**TO DO**:
[1] Translate this sentence from the passage on the Stokes V profiles into Spanish: "Note that the predictive uncertainty arises from two sources: the posterior uncertainty in the latent variables and the observational noise."
[2] Please extend the passage on the Stokes V profiles by writing the next part after its final sentence.

**DOCUMENT EXTRACT**:
- - -

Comparison between the mean LSD Stokes V profiles (red) of the predictive distribution and the observed LSD Stokes V profiles (black), for a subset of the rotational phases. The profiles are offset vertically according to the rotational phase, as indicated in blue. The marginal predictive uncertainty is shaded in light grey and depicts three standard deviations. The corresponding posterior predictive uncertainty is shaded in light blue, and the blue bars represent the corresponding observational uncertainties.

4 Results

In this section, we present the magnetic field distributions and corresponding uncertainty quantifications obtained using a) fixed prior hyperparameters chosen based on the empirical approach commonly used in standard ZDI, and b) the two probabilistic models extended by a mixture prior, as described in the previous section. For code and additional implementation details, we refer the reader to Appendix A.

4.1 Fixed hyperparameters

This section presents the posterior magnetic field distribution obtained using the statistical model described in Sect. 3.4.1 with fixed prior hyperparameters. Specifically, η was determined according to Sect. 3.3. We used the prior parameters Ω_i,i = ηl_i² with η = 100. At the mean of the posterior distribution, this value of η yields a quotient of 2.9 between the optimised weighted LS objective value and the regularisation objective value, evaluated according to the objective function in Eq. (7). A comparison between the observed and modelled LSD Stokes V profiles is illustrated in Fig. 3, which shows the best fit at the mean of the predictive distribution, along with the predictive uncertainty in terms of the marginal standard deviation of the predictive distribution. These quantities were derived from the predictive distribution given by Eq. (10), with closed form expressions for the mean vector and covariance matrix as detailed in Sect. 3.4.2. Note that the predictive uncertainty arises from two sources: the posterior uncertainty in the latent variables and the observational noise. As expected, the contribution from the posterior predictive uncertainty is generally larger towards the centre of the Stokes V profile at each rotational phase. See Appendix B for the corresponding results for all rotational phases. The mean marginal standard deviation, derived from the predictive distribution, is 4.98·10⁻⁵ and the fit quality, in terms of mean deviation between the best fit and the observed Stokes V profiles at the mean of the predictive distribution, is 9.17 · 10⁻⁵. These results account for all rotational phases.

- - -

**RECORD EXTRACTS**:

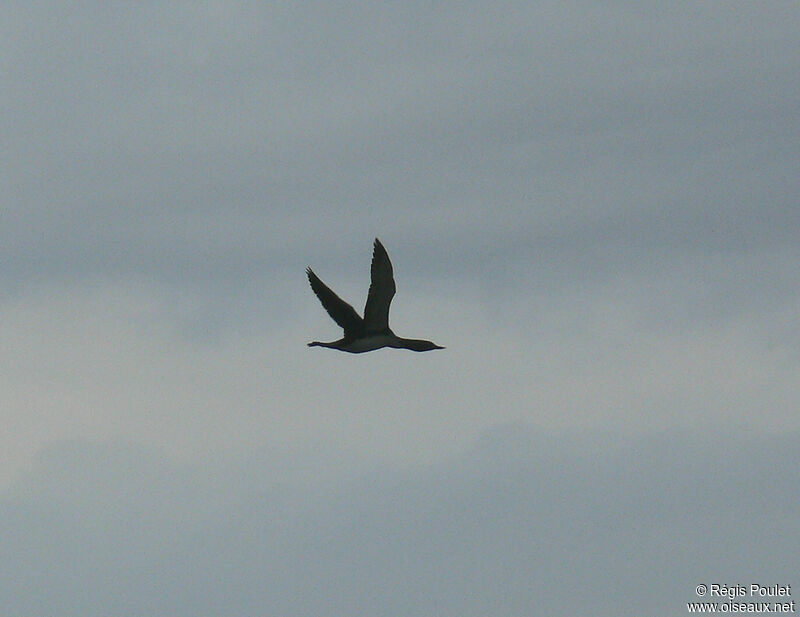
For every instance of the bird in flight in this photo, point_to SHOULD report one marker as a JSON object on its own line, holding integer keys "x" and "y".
{"x": 372, "y": 331}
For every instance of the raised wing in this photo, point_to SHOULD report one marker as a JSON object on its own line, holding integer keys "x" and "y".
{"x": 341, "y": 312}
{"x": 381, "y": 290}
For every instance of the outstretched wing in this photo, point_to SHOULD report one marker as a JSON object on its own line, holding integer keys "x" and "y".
{"x": 341, "y": 312}
{"x": 381, "y": 290}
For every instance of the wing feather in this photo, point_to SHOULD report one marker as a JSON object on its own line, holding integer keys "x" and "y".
{"x": 339, "y": 310}
{"x": 381, "y": 290}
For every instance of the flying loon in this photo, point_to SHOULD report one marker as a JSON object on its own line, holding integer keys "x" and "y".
{"x": 372, "y": 332}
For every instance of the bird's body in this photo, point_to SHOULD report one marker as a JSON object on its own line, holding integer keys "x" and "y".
{"x": 372, "y": 331}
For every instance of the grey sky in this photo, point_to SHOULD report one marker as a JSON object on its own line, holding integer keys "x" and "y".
{"x": 595, "y": 208}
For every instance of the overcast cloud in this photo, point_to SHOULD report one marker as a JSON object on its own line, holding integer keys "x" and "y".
{"x": 594, "y": 208}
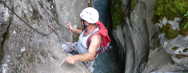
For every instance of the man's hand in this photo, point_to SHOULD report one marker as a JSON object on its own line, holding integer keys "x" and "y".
{"x": 70, "y": 60}
{"x": 69, "y": 27}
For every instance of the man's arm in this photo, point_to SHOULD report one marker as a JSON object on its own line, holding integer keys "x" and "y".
{"x": 95, "y": 43}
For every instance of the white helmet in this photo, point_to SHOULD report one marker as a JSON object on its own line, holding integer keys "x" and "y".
{"x": 90, "y": 14}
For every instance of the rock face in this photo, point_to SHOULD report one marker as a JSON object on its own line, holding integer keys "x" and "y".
{"x": 31, "y": 34}
{"x": 134, "y": 35}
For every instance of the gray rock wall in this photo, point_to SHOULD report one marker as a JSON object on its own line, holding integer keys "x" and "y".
{"x": 32, "y": 36}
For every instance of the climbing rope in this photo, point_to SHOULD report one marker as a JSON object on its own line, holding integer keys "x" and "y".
{"x": 26, "y": 23}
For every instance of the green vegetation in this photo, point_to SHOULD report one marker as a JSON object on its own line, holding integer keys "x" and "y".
{"x": 170, "y": 9}
{"x": 174, "y": 48}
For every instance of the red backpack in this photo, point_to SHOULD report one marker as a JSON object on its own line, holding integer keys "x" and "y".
{"x": 105, "y": 38}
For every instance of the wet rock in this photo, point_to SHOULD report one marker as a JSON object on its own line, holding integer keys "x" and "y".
{"x": 35, "y": 33}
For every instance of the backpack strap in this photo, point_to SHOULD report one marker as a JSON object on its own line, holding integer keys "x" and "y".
{"x": 101, "y": 49}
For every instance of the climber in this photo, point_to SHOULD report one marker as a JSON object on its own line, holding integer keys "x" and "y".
{"x": 90, "y": 39}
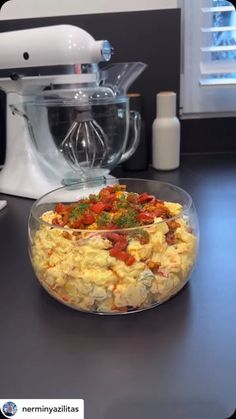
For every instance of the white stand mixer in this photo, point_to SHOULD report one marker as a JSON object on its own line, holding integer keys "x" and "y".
{"x": 22, "y": 174}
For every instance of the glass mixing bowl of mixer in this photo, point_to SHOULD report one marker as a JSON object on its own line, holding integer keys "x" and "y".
{"x": 80, "y": 132}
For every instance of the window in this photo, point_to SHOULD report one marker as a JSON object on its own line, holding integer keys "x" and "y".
{"x": 208, "y": 81}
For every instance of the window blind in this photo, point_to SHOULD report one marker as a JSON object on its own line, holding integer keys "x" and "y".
{"x": 218, "y": 43}
{"x": 208, "y": 77}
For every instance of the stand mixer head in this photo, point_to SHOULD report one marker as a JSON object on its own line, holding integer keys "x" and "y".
{"x": 42, "y": 153}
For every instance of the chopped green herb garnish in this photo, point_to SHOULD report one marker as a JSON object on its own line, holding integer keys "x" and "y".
{"x": 80, "y": 209}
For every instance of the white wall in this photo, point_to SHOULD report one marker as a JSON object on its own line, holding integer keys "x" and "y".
{"x": 16, "y": 9}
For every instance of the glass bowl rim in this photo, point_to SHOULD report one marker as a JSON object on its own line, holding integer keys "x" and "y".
{"x": 101, "y": 231}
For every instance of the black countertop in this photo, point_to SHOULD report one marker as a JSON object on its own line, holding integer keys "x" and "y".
{"x": 175, "y": 361}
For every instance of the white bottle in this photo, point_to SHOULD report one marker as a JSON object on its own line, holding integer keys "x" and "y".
{"x": 166, "y": 133}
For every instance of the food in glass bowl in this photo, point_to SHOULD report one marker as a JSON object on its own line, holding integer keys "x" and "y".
{"x": 113, "y": 246}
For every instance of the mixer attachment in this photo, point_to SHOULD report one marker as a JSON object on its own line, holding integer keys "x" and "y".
{"x": 85, "y": 144}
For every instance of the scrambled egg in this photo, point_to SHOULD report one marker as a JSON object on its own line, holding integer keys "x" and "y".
{"x": 77, "y": 268}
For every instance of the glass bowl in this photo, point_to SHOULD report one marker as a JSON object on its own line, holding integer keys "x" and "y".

- - -

**TASK ANSWERS**:
[1] Tenga en cuenta que la incertidumbre predictiva surge de dos fuentes: la incertidumbre posterior en las variables latentes y el ruido observacional.

[2]
The maps of the mean and standard deviation of the posterior magnetic field distribution are displayed in Fig. 4. As evident from these images, the surface distribution of the ZDI uncertainties exhibits a distinct latitudinal pattern, reflecting the different sensitivity of the disc-integrated Stokes V profiles to the three components of the magnetic field vector. Specifically, the radial and azimuthal fields are determined most precisely around the sub-observer latitude whereas the meridional field has the least error at the visible rotational pole. At the same time, the precision of the azimuthal field drops off towards the visible pole less sharply than for the radial field. The lack of longitudinal variation of the standard deviation maps is due to a dense rotational phase sampling of the particular observational data set analysed in our paper. In other situations, for example when large phase gaps exist in the data, we would expect our method to yield a noticeable longitudinal variation of uncertainties corresponding to this uneven phase coverage.

In terms of the average standard deviation, we find values in the 0.056–0.067 kG range. This corresponds to 10.4–14.0% of the peak (95 percentile) values of the respective mean magnetic maps. If we instead consider maximum errors (95 percentile for the visible part of the surface), we obtain 0.065–0.074 kG corresponding to 12.9–15.7% of the magnetic field amplitudes. These two fractional error estimates illustrate the average (most representative) and maximum (conservative) errors of the ZDI inversion for τ Sco with fixed hyperparameters.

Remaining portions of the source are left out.